What to produce:
Output exactly the lines from the one containing "Target: distant dune horizon" to the last line of the material, inclusive, and nothing more.

Source records:

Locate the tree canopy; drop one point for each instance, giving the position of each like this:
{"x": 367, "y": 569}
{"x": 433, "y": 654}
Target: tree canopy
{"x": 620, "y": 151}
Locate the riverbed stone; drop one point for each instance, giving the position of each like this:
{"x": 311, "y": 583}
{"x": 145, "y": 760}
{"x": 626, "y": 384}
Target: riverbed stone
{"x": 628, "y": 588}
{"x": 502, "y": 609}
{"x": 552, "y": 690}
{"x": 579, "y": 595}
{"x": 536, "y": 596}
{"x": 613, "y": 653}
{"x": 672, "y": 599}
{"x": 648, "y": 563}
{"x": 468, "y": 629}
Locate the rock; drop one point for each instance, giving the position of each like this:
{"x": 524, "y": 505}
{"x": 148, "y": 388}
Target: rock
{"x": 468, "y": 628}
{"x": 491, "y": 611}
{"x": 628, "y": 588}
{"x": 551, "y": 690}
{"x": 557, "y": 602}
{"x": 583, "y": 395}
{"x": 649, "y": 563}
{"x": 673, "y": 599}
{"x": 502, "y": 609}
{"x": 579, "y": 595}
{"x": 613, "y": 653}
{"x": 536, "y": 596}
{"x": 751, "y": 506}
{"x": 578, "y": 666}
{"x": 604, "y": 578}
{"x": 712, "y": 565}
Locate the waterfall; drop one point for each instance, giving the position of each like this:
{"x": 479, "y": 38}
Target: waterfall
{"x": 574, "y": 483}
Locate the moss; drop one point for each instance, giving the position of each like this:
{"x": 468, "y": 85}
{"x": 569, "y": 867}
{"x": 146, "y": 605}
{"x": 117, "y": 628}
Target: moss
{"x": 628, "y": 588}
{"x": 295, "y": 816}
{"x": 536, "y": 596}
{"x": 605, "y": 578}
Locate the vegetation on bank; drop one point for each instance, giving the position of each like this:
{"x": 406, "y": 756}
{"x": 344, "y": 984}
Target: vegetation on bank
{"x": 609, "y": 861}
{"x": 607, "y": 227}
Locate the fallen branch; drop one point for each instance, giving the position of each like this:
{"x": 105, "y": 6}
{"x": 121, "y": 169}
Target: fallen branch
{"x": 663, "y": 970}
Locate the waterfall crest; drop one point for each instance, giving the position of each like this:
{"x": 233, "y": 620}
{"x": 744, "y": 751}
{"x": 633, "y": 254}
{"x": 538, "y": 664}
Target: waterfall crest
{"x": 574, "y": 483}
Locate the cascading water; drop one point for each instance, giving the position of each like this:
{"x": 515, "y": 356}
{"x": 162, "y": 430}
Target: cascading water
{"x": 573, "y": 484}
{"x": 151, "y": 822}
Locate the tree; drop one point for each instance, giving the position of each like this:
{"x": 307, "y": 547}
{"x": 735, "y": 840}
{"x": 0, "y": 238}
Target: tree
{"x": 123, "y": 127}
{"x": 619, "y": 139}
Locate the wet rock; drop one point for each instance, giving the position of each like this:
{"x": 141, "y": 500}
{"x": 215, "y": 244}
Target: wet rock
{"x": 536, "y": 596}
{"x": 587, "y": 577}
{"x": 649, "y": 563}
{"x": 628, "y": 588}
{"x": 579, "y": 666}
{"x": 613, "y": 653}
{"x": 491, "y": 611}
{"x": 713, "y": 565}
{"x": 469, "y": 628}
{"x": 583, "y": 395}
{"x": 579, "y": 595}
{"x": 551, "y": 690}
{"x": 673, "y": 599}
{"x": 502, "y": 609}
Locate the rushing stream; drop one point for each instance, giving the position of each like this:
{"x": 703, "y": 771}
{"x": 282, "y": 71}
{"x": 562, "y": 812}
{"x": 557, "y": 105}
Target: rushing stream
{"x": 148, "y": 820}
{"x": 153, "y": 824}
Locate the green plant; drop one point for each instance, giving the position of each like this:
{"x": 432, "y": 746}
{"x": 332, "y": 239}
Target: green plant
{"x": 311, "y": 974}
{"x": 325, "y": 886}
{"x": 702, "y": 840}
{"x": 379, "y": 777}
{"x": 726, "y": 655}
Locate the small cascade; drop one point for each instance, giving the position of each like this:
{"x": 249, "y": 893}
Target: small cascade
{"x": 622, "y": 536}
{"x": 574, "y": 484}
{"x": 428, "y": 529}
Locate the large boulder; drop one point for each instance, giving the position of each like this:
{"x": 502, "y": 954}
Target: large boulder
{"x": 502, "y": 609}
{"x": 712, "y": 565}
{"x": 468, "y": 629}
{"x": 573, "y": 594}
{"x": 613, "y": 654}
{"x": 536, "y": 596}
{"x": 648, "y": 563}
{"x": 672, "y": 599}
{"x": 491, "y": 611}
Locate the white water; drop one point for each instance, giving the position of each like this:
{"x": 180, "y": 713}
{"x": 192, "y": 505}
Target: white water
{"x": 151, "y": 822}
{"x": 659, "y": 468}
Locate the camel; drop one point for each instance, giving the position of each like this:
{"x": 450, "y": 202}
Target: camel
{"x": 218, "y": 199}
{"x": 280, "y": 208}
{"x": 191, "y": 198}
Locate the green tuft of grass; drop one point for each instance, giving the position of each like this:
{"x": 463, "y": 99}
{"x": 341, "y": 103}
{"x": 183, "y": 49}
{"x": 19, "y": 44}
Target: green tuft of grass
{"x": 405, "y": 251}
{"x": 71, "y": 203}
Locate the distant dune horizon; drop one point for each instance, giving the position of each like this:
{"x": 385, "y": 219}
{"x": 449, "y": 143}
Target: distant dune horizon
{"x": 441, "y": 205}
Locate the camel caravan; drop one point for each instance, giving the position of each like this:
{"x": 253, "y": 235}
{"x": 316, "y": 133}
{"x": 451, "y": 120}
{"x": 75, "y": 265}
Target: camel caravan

Output of the exercise:
Target: distant dune horizon
{"x": 441, "y": 205}
Locate the camel caravan; drop one point for each instance, giving the position of each like this:
{"x": 253, "y": 235}
{"x": 316, "y": 133}
{"x": 451, "y": 120}
{"x": 75, "y": 265}
Target: camel caravan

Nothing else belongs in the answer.